**APPLY WHAT YOU READ:**
1. In the article on gut bacteria and colon cancer, give everything from "Certain species of" down to "by the microbiome." again, changing "microbiome" to "gut microbiota".
2. Write what comes next in the article on gut bacteria, diet and colon cancer, picking up after its final sentence.

**DOCUMENT PASSAGE:**
Do gut bacteria influence colon cancer progression, and how can diet help?
14 July 2021
Changes in protein or fibre content of a person’s diet can increase bacteria that are linked to colorectal cancer.
Certain species of bacteria, such as Fusobacterium nucleatum and Parvimonas micra have been linked to colorectal cancer based on enrichment in cancerous lesions. Avery Robinson, PhD Candidate at the University of Guelph, Canada, is investigating how diet affects bacterial metabolites produced by the microbiome.
The model the team used allows researchers to investigate the direct impact of diet on bacterial communities collected from people with colorectal cancer, and how these changes might impact colon cells. “The truly exciting aspect of this research is the power of combining complex gut community modelling with in vitro colonic organoid culture for studying interactions between gut microbial metabolites and human colonic cells in a tightly controlled manner,” explained Robinson.
They found that when given a high protein diet, the model bacterial ecosystem contained higher levels of the bacteria Fusobacterium nucleatum and Parvimonas micra, both of which are associated with colorectal cancer. “It was surprising to see such a clear enrichment of colorectal cancer-linked species,” said Robinson.

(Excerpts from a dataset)
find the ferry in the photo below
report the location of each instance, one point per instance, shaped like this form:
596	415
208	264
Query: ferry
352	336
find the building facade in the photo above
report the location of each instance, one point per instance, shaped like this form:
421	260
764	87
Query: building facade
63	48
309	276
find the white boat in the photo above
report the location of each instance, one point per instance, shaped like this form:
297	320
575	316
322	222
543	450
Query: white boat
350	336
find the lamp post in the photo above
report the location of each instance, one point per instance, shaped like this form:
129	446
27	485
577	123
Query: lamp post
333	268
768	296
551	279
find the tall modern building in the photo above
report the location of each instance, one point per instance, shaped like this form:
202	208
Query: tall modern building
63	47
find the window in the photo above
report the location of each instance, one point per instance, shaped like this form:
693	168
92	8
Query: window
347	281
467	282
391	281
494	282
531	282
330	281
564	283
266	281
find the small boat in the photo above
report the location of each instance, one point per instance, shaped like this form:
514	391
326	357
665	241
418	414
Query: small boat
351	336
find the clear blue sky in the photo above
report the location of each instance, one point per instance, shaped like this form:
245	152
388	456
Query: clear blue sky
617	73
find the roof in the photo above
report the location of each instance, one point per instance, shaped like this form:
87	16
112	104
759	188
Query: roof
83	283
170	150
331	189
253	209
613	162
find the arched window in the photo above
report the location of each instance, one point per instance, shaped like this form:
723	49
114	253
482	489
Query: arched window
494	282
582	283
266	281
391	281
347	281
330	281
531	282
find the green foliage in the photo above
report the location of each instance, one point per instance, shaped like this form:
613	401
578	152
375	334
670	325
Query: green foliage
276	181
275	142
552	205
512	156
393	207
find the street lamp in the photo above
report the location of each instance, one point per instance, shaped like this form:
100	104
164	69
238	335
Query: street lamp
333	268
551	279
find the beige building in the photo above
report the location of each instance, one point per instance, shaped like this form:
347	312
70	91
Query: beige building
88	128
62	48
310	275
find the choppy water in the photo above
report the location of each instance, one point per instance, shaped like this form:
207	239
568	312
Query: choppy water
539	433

* * *

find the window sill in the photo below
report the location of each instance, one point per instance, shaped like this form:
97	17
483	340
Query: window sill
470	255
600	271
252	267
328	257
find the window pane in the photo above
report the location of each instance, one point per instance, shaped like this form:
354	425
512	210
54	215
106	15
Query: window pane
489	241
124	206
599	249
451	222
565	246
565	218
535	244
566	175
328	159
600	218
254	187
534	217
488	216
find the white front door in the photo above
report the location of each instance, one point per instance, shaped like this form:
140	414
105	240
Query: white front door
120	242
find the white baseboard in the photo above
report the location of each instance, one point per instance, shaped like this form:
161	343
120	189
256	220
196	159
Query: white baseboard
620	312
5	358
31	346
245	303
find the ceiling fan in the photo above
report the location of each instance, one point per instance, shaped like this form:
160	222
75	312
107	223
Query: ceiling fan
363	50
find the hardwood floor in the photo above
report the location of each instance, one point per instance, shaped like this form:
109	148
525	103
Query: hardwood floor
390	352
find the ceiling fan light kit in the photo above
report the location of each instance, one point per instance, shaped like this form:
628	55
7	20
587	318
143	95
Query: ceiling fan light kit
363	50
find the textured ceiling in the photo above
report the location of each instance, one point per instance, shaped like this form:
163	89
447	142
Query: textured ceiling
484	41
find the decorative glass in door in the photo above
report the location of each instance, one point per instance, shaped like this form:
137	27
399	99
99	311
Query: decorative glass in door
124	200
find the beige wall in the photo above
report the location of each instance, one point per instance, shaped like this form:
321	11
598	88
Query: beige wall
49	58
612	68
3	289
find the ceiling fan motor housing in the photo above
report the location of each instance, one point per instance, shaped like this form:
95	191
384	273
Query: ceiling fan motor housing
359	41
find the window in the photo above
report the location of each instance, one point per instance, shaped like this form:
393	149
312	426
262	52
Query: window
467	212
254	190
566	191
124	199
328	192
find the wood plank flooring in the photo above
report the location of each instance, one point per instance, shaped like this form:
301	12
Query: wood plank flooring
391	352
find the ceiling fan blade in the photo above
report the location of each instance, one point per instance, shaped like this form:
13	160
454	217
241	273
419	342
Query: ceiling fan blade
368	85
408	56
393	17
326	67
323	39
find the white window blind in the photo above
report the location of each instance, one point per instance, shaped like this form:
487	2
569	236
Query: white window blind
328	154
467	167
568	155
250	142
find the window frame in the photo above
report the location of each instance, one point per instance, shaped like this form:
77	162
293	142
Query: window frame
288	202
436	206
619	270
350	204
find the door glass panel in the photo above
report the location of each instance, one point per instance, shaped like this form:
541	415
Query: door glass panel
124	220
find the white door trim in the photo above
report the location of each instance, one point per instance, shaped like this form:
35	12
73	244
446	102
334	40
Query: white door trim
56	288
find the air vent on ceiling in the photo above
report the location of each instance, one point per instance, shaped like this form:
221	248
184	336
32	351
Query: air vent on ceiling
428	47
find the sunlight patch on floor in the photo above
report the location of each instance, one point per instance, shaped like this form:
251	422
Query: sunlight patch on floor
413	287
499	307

...

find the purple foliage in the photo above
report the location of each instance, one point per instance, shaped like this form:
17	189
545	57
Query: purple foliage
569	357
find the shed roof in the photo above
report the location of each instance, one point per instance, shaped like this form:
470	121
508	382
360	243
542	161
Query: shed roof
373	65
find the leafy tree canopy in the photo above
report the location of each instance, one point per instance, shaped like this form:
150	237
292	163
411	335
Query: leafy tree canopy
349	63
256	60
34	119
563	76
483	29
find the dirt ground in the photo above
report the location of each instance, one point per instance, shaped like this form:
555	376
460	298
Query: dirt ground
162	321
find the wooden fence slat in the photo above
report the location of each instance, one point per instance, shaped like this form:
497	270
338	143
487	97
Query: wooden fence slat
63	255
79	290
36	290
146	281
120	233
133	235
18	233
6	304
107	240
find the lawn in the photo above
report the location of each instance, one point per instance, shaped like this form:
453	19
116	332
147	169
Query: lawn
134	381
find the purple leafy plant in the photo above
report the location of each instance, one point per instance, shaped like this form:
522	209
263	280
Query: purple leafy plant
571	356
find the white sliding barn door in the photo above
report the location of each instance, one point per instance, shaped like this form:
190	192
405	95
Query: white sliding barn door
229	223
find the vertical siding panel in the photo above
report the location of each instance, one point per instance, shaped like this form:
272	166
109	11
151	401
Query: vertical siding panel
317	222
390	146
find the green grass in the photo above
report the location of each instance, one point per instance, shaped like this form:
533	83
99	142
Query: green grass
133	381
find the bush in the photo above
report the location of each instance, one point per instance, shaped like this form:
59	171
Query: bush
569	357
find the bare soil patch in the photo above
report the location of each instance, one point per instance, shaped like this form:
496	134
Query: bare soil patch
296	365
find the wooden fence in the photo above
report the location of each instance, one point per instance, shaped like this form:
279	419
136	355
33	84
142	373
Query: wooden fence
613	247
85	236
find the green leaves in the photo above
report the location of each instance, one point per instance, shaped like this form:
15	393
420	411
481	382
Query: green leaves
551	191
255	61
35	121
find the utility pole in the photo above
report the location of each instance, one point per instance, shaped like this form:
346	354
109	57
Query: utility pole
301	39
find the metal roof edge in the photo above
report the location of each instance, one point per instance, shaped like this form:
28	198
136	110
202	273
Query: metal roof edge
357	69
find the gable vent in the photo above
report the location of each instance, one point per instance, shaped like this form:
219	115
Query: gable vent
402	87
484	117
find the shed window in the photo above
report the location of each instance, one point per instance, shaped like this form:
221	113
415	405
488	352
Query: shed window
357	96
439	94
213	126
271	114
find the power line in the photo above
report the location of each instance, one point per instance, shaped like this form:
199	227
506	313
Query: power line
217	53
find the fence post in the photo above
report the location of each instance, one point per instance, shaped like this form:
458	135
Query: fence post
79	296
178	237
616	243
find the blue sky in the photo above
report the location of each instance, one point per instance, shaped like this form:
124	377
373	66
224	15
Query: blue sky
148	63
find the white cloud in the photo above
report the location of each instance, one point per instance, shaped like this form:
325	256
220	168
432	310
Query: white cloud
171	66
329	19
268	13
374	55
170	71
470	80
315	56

**RESPONSES TO THE TASKS:**
1.
Certain species of bacteria, such as Fusobacterium nucleatum and Parvimonas micra have been linked to colorectal cancer based on enrichment in cancerous lesions. Avery Robinson, PhD Candidate at the University of Guelph, Canada, is investigating how diet affects bacterial metabolites produced by the gut microbiota.

2.
Depending on which diet gut microbes are provided, levels of metabolites produced by the gut microbiome vary. Changes in diet can have a profound impact on this complex community of micro-organisms that reside in the gut, according to Robinson. She said, “microbes capable of metabolising substrates that are abundant in a new diet can become enriched within the gut community of the host consuming that diet. Depending on the substrates in this diet and the range of substrates a given microbe can use, microbes may shift their metabolic strategies. Consequently, different microbial metabolites, and different concentrations of metabolites, may be produced as a result of consuming this new diet.
“The gut microbiota and human colonic cells are in constant communication via metabolite flux,” she said. “Shifts in gut microbial metabolites could have impacts that range from beneficial – for example, by encouraging colonic epithelial integrity – to unfavourable, such as promoting inflammation.”
Gut micro-organisms are understood to have a wide-ranging impact on human health in both positive and negative ways, according to Robinson. “The influence of the gut microbiota on human health in general, not just colonic health, is an exciting field of research. Shifts in gut microbiota function brought on by diet may affect human health in a wide variety of ways that are not yet well understood, and could definitely have an impact beyond the GI tract.”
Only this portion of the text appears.